_Exercise aim_:
Scan the records for the line containing "in: indicate the sand in". From there through the last line, write out each line exactly.

_Input_:
_ _ _ _ _ _ _

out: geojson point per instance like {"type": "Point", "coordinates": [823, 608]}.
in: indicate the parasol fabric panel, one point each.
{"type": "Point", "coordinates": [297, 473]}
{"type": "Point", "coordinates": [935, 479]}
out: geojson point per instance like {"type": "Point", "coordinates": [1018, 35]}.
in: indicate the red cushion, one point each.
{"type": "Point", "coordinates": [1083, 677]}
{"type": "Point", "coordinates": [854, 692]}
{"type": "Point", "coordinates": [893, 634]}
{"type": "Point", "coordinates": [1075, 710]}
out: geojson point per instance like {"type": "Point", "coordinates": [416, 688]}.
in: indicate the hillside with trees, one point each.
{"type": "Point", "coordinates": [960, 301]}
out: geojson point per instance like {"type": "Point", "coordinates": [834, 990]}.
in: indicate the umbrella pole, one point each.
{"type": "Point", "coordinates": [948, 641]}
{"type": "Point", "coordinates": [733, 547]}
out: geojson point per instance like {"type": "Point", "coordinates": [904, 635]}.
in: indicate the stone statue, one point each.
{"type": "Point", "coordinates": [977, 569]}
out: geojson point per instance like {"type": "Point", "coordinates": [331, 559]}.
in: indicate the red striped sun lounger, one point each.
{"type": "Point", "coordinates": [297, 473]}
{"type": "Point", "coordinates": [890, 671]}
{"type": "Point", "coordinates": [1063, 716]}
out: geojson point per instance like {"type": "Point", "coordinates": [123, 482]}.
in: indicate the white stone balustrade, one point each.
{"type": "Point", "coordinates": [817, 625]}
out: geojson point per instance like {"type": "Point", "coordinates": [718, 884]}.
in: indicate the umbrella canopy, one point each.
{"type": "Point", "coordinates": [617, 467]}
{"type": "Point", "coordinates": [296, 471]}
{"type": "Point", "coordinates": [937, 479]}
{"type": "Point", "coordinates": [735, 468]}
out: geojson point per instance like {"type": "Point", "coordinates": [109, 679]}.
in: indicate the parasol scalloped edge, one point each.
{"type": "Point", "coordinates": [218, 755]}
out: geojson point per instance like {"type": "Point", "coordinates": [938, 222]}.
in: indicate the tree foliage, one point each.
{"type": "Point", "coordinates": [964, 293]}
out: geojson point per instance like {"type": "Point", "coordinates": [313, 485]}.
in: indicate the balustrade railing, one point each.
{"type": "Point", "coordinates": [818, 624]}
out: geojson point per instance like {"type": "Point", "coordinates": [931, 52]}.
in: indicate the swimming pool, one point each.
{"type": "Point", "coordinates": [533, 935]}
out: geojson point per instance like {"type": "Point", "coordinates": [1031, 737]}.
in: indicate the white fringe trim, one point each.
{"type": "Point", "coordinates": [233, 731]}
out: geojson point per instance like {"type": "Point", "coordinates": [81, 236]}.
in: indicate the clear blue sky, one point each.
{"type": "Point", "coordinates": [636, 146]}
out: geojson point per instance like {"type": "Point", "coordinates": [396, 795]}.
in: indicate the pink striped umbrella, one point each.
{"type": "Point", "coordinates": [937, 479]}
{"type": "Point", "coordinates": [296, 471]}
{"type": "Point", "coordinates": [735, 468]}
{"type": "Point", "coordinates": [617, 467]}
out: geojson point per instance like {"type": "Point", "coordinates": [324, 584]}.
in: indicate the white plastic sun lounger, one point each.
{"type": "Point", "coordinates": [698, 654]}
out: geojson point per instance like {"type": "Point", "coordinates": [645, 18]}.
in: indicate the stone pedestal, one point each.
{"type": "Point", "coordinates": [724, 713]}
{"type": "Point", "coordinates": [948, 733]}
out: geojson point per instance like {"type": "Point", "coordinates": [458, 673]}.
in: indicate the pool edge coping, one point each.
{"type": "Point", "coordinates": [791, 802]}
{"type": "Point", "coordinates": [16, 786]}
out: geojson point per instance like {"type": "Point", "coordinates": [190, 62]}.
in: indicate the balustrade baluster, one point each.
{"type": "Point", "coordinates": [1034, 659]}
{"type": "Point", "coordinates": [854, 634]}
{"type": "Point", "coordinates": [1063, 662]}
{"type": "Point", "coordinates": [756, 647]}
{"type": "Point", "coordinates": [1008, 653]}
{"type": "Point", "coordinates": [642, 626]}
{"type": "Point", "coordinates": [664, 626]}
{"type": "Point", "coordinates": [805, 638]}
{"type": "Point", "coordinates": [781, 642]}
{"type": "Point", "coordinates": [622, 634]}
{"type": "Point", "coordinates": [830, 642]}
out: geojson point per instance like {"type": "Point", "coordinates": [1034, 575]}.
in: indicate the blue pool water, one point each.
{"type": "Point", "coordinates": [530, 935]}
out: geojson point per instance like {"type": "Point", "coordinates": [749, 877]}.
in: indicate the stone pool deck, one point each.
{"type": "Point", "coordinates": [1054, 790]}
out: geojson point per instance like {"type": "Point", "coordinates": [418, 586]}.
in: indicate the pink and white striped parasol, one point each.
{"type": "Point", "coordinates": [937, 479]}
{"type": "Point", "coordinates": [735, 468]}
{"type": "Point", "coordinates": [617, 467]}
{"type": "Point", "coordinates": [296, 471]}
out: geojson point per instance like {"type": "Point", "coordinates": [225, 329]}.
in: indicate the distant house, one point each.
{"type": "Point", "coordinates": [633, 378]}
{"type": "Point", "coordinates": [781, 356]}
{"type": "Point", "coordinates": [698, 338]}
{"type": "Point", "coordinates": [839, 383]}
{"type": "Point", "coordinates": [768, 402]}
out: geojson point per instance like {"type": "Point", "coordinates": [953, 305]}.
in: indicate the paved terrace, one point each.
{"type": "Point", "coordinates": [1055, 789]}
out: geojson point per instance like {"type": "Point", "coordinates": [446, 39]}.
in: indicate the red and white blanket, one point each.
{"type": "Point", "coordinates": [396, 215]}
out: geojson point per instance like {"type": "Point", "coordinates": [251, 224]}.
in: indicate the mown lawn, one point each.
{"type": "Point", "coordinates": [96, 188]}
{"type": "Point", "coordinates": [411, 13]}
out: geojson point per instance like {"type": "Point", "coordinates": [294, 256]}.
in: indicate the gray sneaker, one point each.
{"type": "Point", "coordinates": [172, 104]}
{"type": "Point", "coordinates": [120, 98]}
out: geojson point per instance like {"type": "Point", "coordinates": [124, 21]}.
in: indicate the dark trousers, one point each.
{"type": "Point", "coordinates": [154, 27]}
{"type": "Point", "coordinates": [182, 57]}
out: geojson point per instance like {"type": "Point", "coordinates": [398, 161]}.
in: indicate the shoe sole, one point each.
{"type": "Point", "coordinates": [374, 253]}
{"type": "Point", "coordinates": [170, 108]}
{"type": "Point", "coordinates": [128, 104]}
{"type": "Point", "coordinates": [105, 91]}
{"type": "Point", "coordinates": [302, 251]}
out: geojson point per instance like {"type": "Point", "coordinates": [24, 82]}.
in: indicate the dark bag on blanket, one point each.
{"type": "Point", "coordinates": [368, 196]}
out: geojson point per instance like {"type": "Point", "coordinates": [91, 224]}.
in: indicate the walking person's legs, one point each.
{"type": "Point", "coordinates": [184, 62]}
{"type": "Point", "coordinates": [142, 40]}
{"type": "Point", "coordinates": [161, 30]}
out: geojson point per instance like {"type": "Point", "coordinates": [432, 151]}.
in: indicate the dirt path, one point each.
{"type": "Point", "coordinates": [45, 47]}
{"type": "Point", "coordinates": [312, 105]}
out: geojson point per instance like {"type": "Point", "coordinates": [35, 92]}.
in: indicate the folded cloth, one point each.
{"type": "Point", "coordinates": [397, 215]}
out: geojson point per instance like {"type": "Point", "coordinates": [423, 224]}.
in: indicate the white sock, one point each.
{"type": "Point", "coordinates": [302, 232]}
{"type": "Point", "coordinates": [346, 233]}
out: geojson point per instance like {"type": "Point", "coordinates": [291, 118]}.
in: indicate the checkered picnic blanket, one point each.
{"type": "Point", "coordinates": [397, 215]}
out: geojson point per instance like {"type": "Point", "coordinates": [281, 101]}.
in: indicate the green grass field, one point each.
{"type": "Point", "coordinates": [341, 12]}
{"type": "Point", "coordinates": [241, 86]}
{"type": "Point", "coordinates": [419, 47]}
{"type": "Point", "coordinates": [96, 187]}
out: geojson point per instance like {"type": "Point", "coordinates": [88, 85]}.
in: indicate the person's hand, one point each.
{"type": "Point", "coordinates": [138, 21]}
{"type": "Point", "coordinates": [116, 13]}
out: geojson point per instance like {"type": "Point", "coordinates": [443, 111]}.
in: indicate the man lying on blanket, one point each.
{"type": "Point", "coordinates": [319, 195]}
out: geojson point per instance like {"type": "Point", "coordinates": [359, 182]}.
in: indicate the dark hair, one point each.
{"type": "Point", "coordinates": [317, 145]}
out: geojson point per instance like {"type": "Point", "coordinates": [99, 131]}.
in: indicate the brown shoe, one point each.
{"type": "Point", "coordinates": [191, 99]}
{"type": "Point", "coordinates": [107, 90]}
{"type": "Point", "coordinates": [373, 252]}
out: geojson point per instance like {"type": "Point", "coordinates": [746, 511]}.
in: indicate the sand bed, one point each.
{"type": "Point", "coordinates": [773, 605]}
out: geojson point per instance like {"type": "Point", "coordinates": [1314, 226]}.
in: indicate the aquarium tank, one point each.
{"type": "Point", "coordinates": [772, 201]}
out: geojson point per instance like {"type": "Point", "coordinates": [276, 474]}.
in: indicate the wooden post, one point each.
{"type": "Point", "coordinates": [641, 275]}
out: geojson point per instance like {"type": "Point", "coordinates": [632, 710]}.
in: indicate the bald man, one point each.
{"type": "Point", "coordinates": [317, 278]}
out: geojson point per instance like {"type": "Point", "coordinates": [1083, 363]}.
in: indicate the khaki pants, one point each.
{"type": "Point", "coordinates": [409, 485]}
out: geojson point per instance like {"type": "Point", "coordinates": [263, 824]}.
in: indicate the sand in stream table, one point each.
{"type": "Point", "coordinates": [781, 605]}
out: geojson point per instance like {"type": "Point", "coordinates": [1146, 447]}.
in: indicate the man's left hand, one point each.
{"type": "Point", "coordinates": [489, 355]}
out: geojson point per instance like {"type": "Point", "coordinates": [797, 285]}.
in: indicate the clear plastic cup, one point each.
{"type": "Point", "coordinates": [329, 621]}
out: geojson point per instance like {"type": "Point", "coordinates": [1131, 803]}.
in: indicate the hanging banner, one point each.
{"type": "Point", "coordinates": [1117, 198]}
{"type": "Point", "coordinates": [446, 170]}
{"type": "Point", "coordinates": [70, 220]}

_ _ _ _ _ _ _

_Task solution_:
in: indicate the sand in stream table, one point each.
{"type": "Point", "coordinates": [781, 605]}
out: geojson point per instance like {"type": "Point", "coordinates": [1146, 447]}.
in: indicate the man's left hand, one point each.
{"type": "Point", "coordinates": [489, 355]}
out: geojson point per instance like {"type": "Point", "coordinates": [797, 285]}.
in: indicate the clear plastic cup, one point each.
{"type": "Point", "coordinates": [329, 621]}
out: geojson point per instance like {"type": "Point", "coordinates": [1131, 803]}.
in: indicate the hanging banner, one point each.
{"type": "Point", "coordinates": [1117, 198]}
{"type": "Point", "coordinates": [446, 170]}
{"type": "Point", "coordinates": [70, 220]}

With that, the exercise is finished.